§ Tarea pendiente
Vuelve a escribir sin ningún cambio las líneas que empiezan en la que contiene "Can you locate the untouched" y terminan al final de las filas, con ambos extremos incluidos.
──────── Material proporcionado
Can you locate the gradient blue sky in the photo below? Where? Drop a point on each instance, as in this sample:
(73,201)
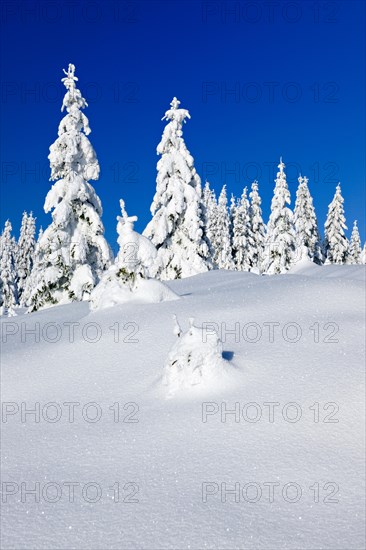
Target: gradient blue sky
(260,79)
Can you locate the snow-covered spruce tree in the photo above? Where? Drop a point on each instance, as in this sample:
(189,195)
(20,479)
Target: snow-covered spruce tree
(280,244)
(242,240)
(32,279)
(232,213)
(335,240)
(257,227)
(209,205)
(25,254)
(363,255)
(129,277)
(306,224)
(177,226)
(73,252)
(8,287)
(354,249)
(222,243)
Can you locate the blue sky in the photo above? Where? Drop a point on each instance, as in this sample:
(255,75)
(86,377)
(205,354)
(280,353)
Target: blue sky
(260,79)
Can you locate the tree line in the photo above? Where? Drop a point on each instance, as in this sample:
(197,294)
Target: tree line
(191,230)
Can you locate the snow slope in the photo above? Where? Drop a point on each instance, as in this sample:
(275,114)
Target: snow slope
(170,458)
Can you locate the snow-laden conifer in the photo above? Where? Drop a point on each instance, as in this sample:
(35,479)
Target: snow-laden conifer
(209,205)
(222,242)
(25,254)
(128,279)
(257,228)
(73,252)
(354,249)
(8,287)
(335,240)
(176,228)
(242,240)
(280,241)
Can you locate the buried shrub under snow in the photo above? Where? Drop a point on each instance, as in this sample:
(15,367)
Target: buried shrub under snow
(127,280)
(194,360)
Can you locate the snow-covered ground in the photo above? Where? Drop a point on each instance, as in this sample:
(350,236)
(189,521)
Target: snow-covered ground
(295,362)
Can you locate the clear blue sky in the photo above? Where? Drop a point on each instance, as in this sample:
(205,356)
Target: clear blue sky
(260,79)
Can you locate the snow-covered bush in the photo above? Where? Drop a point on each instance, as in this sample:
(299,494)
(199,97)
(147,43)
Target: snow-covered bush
(306,224)
(335,240)
(177,226)
(128,279)
(73,252)
(194,360)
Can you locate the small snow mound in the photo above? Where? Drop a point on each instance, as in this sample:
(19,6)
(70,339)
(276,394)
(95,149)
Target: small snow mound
(194,360)
(305,264)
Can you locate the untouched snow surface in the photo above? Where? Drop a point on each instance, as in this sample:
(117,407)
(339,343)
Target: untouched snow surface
(299,484)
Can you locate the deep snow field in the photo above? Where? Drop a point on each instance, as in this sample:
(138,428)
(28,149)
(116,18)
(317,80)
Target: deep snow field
(298,472)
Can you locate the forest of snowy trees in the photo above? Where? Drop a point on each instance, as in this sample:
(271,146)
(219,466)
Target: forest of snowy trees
(191,230)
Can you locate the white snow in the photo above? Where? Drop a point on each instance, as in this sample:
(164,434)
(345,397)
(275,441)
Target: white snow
(117,355)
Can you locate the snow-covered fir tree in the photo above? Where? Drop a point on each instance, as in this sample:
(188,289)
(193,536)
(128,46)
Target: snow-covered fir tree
(232,212)
(242,239)
(25,254)
(73,252)
(354,249)
(209,205)
(136,258)
(363,255)
(280,244)
(222,243)
(177,226)
(335,240)
(306,224)
(33,278)
(257,227)
(8,287)
(129,277)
────────────────
§ Resultado
Can you locate the untouched snow surface in the photo above? Where? Drop a point on each instance, as in this sample:
(117,407)
(339,343)
Target: untouched snow surface
(299,484)
Can you locate the deep snow field in the photo above? Where? Drop a point on each instance, as in this sample:
(138,428)
(28,149)
(116,18)
(317,80)
Target: deep snow field
(298,472)
Can you locate the forest of snowy trees in the photo above? Where? Drop a point on each instance, as in this sample:
(271,146)
(219,466)
Target: forest of snowy trees
(191,230)
Can you locate the white snow in the photo above? Where? Drop a point on each instance, as in this sample:
(164,434)
(345,397)
(275,441)
Target: white snow
(117,355)
Can you locate the snow-covered fir tree in the photo above? Where? Drop a point on each instance, as in this sample:
(188,289)
(193,536)
(128,46)
Target: snow-covered fir tree
(232,212)
(242,239)
(25,254)
(73,252)
(354,249)
(209,205)
(136,258)
(363,255)
(280,244)
(222,243)
(177,226)
(335,240)
(306,224)
(33,278)
(257,227)
(8,287)
(129,277)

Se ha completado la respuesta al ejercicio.